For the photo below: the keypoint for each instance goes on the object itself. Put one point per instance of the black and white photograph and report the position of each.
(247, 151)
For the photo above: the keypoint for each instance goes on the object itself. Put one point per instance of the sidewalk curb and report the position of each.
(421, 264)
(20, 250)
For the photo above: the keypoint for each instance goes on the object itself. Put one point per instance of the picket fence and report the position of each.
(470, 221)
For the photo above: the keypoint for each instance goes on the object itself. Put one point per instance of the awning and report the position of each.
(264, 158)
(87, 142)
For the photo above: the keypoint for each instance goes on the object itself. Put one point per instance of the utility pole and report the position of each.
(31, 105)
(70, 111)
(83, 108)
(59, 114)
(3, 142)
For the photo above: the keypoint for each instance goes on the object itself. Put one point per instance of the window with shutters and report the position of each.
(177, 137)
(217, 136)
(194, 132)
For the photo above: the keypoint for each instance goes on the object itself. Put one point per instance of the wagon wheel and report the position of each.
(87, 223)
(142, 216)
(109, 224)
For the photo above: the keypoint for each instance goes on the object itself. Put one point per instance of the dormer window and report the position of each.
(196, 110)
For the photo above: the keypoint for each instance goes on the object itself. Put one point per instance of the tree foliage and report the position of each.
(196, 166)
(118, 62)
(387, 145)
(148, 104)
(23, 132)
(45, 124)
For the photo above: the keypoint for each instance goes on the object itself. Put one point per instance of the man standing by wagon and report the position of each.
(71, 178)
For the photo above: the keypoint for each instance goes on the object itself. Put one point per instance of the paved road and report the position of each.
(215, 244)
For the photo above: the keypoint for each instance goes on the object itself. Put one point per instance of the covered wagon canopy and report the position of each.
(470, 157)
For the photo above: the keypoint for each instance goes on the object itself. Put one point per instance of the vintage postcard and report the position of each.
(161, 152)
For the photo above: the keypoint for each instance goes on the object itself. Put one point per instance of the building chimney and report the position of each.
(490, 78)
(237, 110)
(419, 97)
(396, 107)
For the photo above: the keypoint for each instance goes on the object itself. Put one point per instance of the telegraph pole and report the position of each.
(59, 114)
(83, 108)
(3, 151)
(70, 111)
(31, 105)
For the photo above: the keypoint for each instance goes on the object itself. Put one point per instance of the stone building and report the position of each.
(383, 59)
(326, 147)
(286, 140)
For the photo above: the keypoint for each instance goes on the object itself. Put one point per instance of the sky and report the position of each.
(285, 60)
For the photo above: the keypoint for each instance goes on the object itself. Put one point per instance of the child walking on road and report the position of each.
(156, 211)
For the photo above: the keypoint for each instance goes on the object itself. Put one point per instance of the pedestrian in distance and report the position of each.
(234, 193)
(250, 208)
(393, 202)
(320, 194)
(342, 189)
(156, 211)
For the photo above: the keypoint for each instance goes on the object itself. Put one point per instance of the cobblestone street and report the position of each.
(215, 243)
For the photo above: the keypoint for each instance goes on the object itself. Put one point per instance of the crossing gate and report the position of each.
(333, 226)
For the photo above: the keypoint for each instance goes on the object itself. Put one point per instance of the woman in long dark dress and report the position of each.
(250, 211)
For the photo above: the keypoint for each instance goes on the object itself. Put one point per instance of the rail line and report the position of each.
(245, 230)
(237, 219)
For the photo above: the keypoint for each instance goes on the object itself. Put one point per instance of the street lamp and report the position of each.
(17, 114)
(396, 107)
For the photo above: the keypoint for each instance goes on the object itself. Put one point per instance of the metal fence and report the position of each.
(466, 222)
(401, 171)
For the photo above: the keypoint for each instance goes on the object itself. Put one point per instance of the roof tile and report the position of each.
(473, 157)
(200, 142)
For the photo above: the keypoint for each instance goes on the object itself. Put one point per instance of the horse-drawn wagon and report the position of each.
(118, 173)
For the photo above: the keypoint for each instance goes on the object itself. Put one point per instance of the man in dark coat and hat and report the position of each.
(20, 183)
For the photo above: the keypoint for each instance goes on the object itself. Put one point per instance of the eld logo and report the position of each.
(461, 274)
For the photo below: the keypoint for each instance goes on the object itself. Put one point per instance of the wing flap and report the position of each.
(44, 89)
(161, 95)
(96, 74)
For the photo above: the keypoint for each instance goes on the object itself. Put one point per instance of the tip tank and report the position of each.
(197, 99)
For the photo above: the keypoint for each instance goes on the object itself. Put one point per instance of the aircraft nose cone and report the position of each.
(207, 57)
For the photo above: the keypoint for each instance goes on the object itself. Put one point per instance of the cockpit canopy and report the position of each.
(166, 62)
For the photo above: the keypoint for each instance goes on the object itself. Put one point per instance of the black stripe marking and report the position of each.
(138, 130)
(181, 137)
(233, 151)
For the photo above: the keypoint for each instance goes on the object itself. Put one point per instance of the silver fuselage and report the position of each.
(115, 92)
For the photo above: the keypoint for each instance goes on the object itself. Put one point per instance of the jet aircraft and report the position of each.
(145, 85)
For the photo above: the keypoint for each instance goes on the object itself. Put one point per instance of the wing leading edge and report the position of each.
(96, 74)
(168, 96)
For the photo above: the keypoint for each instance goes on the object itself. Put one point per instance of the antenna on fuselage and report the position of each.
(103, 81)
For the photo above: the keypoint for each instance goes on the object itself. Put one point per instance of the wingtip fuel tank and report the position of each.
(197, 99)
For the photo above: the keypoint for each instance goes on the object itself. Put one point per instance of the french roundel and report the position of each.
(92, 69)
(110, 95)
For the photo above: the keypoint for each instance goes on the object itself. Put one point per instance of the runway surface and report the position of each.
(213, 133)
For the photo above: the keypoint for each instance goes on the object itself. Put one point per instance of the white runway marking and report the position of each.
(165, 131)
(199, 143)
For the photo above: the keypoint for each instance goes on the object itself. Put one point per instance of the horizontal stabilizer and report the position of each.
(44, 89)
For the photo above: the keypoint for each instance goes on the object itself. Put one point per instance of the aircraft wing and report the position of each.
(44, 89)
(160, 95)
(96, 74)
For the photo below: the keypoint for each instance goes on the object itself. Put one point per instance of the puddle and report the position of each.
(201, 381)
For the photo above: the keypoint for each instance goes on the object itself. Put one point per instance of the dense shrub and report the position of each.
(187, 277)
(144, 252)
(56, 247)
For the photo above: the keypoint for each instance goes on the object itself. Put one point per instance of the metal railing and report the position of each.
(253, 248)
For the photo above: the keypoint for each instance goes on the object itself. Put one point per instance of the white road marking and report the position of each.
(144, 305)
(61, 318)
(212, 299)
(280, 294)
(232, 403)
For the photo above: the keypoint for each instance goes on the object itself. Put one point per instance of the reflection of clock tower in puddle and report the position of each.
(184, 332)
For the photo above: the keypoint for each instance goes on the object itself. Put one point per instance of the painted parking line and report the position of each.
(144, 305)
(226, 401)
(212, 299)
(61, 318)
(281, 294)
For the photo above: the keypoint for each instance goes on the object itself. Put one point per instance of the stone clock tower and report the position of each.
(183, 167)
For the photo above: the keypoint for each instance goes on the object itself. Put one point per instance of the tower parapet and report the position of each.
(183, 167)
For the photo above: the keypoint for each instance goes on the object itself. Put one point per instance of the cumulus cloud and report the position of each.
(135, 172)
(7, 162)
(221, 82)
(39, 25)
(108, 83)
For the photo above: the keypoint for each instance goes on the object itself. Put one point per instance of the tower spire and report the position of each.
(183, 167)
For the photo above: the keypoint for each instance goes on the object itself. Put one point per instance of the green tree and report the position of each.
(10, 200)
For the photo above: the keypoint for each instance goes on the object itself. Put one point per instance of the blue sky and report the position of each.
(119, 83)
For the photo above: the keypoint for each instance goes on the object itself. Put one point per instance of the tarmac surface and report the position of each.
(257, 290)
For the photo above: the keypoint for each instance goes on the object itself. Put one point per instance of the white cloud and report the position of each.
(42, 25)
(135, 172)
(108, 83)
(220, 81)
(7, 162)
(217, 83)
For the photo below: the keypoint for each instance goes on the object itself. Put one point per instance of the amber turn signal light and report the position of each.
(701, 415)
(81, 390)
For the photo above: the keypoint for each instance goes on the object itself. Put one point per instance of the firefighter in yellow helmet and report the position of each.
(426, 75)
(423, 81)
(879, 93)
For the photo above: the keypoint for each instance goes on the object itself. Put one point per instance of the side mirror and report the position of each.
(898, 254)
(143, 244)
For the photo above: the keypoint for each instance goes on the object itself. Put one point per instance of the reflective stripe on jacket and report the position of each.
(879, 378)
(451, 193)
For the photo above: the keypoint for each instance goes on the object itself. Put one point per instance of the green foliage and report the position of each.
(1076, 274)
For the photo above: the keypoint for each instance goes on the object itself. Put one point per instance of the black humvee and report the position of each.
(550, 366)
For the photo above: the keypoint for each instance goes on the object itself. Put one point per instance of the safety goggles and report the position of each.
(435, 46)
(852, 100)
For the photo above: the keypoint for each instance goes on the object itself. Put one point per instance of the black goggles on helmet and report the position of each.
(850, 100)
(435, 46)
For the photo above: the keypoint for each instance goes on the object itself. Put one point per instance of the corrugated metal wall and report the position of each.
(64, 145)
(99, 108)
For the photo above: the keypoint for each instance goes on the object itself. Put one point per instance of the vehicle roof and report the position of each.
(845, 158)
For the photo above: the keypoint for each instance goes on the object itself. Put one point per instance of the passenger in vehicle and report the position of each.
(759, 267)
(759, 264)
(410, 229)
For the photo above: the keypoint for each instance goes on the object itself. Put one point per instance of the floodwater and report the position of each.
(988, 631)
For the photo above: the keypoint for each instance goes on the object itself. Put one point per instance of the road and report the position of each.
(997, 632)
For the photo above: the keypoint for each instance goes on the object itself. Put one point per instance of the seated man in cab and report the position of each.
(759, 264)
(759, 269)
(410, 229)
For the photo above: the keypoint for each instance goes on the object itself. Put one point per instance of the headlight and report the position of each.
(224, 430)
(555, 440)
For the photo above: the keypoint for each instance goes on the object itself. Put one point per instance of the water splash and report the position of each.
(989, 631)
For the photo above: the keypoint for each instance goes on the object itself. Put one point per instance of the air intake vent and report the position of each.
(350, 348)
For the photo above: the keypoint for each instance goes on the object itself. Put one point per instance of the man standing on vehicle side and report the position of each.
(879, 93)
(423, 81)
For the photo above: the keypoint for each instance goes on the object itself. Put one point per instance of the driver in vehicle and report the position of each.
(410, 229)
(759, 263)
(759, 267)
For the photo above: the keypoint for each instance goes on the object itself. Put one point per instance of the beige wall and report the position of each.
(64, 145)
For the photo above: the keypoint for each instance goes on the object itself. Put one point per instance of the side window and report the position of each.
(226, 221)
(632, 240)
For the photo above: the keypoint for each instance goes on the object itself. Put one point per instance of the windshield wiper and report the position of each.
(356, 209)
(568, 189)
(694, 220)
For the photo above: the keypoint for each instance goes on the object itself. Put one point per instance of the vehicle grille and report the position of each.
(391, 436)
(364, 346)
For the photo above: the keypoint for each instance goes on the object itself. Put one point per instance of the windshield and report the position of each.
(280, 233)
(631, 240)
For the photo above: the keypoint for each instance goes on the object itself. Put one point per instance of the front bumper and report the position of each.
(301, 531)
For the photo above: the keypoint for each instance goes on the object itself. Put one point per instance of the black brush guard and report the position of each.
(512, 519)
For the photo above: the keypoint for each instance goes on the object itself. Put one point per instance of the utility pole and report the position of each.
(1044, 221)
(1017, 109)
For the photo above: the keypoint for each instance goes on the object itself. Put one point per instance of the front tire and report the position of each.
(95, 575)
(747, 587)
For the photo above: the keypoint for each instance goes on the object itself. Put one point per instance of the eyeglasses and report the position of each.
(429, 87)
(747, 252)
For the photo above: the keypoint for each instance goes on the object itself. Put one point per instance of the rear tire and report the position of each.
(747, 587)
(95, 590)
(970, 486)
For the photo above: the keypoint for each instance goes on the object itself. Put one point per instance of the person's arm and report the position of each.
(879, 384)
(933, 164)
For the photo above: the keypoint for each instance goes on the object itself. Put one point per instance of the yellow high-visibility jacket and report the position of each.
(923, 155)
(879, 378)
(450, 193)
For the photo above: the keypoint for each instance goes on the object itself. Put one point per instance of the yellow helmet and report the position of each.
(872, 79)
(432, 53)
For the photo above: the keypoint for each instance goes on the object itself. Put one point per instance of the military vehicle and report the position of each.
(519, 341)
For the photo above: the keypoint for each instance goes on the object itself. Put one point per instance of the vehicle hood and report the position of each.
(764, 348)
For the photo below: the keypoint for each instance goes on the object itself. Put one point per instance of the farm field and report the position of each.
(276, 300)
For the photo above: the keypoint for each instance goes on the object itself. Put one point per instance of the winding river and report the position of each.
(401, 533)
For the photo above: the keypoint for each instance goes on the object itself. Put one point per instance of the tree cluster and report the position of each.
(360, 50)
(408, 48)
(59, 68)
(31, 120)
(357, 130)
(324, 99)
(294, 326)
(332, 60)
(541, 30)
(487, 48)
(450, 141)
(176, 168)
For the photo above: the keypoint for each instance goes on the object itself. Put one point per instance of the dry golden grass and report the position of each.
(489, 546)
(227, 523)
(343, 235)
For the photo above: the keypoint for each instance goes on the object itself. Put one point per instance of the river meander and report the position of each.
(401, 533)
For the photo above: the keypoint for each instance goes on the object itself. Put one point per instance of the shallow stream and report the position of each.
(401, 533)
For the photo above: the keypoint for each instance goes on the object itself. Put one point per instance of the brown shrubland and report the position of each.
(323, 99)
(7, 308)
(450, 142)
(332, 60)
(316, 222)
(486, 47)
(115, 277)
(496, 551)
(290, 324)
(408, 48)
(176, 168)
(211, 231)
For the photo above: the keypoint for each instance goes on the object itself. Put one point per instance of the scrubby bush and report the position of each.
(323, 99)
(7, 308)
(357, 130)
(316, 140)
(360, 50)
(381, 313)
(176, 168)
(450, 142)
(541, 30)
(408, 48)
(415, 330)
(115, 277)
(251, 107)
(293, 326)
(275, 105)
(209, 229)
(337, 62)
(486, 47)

========

**Task directions:** Rewrite the rows above as a numbered list, from the line containing "stream and report the position of each." through the last row, inclusive, and leave out any blank lines.

**Exercise answer:**
1. For the photo above: the keypoint for each instance goes on the object itself. Put one point per instance of the shallow stream and report the position of each.
2. (401, 533)
3. For the photo above: the keypoint for each instance goes on the object itself. Put one point per instance of the brown shrubland and report the position of each.
4. (323, 99)
5. (7, 308)
6. (450, 142)
7. (332, 60)
8. (316, 222)
9. (486, 47)
10. (115, 277)
11. (496, 551)
12. (290, 324)
13. (408, 48)
14. (176, 168)
15. (211, 231)
16. For the photo above: the keypoint for each instance goes on the object itself. Put one point per instance of the scrubby bush and report the position of each.
17. (323, 99)
18. (7, 308)
19. (357, 130)
20. (316, 140)
21. (360, 50)
22. (381, 313)
23. (176, 168)
24. (450, 142)
25. (541, 30)
26. (408, 48)
27. (415, 330)
28. (115, 277)
29. (251, 107)
30. (293, 326)
31. (275, 105)
32. (209, 229)
33. (337, 62)
34. (486, 47)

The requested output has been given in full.